• _What you have to do_:
Copy exactly the stretch of lines from the one holding "Query: boy's left hand" through the last line of the data below, inclusive. Leave out pictures.

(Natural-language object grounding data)
⟨
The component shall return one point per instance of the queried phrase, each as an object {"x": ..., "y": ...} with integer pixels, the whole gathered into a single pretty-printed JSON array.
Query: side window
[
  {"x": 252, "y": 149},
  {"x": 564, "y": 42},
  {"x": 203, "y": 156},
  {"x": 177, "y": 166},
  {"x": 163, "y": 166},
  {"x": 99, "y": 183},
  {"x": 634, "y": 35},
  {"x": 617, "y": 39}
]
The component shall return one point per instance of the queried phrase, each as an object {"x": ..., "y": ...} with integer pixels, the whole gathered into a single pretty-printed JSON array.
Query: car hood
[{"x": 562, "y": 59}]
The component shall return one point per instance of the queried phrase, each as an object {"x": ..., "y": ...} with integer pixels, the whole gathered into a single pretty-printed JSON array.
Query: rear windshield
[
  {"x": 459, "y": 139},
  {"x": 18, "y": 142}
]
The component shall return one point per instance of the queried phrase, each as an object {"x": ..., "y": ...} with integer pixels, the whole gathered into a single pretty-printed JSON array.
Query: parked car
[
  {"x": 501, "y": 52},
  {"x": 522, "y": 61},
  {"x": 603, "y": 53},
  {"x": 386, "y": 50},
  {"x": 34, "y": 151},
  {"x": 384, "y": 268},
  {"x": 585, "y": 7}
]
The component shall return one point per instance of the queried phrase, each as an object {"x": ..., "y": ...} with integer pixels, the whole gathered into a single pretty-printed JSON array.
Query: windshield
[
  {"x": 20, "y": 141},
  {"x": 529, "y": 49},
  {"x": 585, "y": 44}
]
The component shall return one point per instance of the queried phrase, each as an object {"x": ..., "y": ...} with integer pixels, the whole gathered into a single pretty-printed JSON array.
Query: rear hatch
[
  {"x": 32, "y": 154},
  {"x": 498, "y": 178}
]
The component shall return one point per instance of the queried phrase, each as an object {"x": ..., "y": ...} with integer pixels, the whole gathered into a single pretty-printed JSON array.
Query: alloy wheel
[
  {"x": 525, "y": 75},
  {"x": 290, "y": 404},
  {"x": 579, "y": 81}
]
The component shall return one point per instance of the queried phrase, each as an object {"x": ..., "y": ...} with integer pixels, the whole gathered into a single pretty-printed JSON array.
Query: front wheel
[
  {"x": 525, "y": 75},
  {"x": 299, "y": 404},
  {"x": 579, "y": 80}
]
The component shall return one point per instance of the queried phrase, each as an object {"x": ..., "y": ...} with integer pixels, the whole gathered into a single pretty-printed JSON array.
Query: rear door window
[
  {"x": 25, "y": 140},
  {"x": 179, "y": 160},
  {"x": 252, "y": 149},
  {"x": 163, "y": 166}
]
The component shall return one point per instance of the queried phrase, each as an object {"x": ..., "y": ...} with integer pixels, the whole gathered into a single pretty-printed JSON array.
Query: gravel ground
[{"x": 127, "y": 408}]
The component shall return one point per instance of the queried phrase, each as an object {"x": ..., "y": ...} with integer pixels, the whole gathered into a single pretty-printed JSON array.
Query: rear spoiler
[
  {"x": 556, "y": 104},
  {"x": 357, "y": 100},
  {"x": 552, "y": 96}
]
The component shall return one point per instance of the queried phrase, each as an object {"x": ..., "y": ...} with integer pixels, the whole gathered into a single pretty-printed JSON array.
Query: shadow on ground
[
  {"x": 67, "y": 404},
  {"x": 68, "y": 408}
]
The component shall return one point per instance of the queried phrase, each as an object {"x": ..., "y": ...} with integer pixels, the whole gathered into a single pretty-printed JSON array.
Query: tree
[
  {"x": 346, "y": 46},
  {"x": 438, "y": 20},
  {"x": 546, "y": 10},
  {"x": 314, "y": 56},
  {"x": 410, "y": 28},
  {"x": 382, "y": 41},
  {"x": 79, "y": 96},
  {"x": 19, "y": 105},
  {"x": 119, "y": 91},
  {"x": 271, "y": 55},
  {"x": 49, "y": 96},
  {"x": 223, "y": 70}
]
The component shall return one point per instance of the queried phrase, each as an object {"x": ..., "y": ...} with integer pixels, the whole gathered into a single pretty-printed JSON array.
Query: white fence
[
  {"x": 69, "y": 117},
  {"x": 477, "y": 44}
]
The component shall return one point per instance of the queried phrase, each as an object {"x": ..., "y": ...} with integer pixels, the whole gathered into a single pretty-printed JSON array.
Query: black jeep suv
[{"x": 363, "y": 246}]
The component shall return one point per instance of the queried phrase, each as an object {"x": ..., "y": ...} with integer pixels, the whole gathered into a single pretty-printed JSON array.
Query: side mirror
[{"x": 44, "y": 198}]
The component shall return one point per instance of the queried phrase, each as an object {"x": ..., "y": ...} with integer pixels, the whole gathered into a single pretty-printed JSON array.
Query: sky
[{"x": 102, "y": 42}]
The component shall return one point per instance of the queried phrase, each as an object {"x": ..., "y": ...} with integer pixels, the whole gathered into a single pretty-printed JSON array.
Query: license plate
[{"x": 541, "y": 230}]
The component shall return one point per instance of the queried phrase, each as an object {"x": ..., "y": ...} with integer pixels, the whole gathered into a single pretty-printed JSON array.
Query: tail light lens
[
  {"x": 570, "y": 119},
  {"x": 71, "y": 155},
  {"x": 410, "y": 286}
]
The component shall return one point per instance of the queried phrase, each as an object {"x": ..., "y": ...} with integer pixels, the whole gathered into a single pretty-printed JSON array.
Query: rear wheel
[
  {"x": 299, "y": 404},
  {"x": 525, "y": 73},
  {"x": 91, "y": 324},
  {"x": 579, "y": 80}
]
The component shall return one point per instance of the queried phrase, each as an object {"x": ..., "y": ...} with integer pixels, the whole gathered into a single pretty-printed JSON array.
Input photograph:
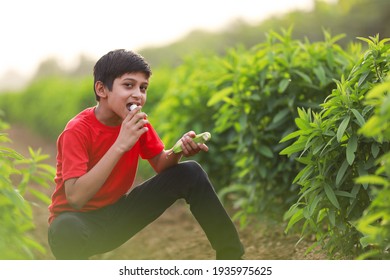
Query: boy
[{"x": 92, "y": 210}]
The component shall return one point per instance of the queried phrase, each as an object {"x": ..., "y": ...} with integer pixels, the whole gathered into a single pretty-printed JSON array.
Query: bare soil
[{"x": 175, "y": 235}]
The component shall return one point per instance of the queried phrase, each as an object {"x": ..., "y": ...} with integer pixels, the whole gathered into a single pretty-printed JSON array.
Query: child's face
[{"x": 126, "y": 90}]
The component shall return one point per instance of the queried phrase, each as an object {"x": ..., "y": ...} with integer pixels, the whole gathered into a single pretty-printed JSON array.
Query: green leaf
[
  {"x": 294, "y": 148},
  {"x": 283, "y": 84},
  {"x": 219, "y": 96},
  {"x": 331, "y": 196},
  {"x": 341, "y": 172},
  {"x": 351, "y": 149},
  {"x": 358, "y": 117},
  {"x": 342, "y": 127},
  {"x": 294, "y": 219},
  {"x": 266, "y": 151}
]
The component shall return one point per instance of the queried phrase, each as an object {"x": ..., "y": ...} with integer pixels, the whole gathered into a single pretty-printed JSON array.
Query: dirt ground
[{"x": 175, "y": 235}]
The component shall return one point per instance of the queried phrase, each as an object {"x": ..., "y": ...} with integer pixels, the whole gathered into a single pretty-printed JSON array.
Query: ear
[{"x": 100, "y": 89}]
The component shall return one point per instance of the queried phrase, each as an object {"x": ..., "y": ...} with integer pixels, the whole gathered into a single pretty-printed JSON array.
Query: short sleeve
[
  {"x": 74, "y": 154},
  {"x": 150, "y": 144}
]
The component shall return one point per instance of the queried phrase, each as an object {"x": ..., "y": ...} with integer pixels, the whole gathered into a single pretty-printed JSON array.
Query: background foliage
[
  {"x": 299, "y": 124},
  {"x": 16, "y": 216}
]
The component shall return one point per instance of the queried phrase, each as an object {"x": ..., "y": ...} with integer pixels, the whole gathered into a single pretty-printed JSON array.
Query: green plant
[
  {"x": 375, "y": 222},
  {"x": 334, "y": 154},
  {"x": 16, "y": 216},
  {"x": 256, "y": 105}
]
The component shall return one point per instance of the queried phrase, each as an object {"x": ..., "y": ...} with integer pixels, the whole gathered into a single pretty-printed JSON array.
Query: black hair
[{"x": 116, "y": 63}]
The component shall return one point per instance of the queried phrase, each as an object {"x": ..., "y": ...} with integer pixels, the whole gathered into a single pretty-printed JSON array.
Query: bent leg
[{"x": 189, "y": 181}]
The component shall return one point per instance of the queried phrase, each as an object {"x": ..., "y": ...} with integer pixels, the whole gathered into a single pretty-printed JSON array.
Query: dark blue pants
[{"x": 79, "y": 235}]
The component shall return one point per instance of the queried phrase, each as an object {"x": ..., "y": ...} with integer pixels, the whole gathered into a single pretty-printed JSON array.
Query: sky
[{"x": 34, "y": 30}]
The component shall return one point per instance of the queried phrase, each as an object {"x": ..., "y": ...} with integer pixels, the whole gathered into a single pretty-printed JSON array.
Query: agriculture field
[{"x": 175, "y": 235}]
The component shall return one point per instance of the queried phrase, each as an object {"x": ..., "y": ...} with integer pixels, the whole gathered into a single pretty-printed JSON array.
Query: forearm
[
  {"x": 165, "y": 160},
  {"x": 80, "y": 190}
]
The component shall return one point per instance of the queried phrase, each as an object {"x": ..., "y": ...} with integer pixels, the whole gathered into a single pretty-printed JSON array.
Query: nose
[{"x": 136, "y": 94}]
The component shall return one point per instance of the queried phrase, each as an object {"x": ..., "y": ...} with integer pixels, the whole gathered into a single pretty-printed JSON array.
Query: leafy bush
[
  {"x": 16, "y": 220},
  {"x": 334, "y": 154},
  {"x": 256, "y": 105},
  {"x": 375, "y": 222}
]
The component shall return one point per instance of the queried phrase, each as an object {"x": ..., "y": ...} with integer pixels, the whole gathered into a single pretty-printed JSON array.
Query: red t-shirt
[{"x": 81, "y": 145}]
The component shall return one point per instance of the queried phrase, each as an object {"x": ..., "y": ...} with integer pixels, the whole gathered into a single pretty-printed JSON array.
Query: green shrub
[
  {"x": 16, "y": 220},
  {"x": 256, "y": 105},
  {"x": 375, "y": 222},
  {"x": 334, "y": 154}
]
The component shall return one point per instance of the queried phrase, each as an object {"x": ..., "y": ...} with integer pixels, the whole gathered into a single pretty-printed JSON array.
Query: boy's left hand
[{"x": 191, "y": 148}]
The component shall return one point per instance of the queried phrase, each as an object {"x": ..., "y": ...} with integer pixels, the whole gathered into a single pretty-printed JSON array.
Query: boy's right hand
[{"x": 133, "y": 126}]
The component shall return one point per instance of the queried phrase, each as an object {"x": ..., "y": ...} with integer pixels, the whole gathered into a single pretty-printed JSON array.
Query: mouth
[{"x": 131, "y": 106}]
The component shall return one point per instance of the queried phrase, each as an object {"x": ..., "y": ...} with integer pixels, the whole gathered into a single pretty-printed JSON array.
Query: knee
[
  {"x": 67, "y": 235},
  {"x": 192, "y": 168}
]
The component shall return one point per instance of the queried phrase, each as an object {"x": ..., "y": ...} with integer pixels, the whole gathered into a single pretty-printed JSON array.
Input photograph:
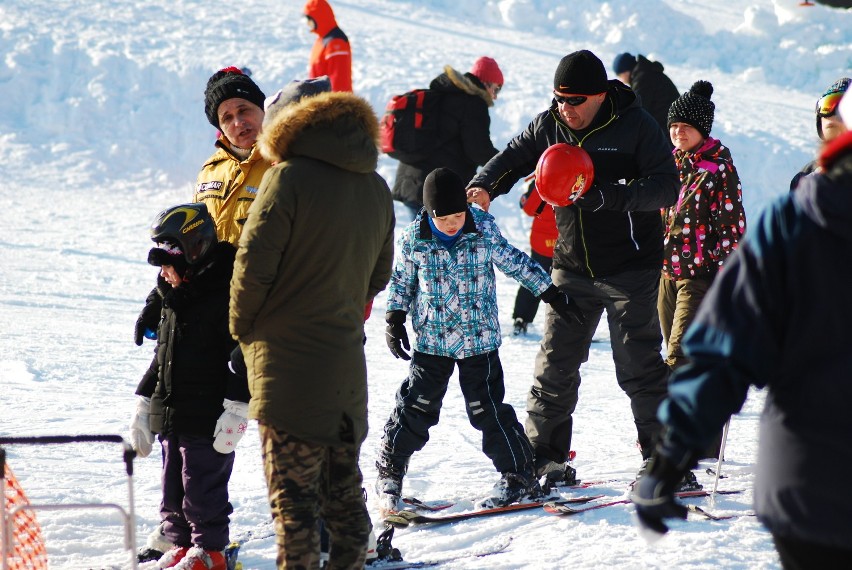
⟩
• _Your response_:
Query: boy's left hand
[{"x": 191, "y": 148}]
The component shall return one point per instance of the queried phrase, each as an object {"x": ..., "y": ...} with integer pixels, the whole gathered into a single pretty-printed JSON array.
Query: boy's right hand
[{"x": 133, "y": 126}]
The component shall return one point per instance of the queried phrase, each as an object {"x": ..., "y": ...} with integer pixels, the whole gathered into a single pretty-printed JSON array.
Query: mouth
[{"x": 131, "y": 106}]
The component shall return one point per instance of the queried phrase, each as an object {"x": ..., "y": ...} with integer pixels, the whole gathered into a single pretty-printed JSON array.
Query: knee
[
  {"x": 67, "y": 235},
  {"x": 192, "y": 168}
]
The component shall return one point per instance of the queried phrase, each as an object {"x": ..., "y": ...} with integer pixels, the whole gathered into a single pretty-printed JSON array.
Input photograph:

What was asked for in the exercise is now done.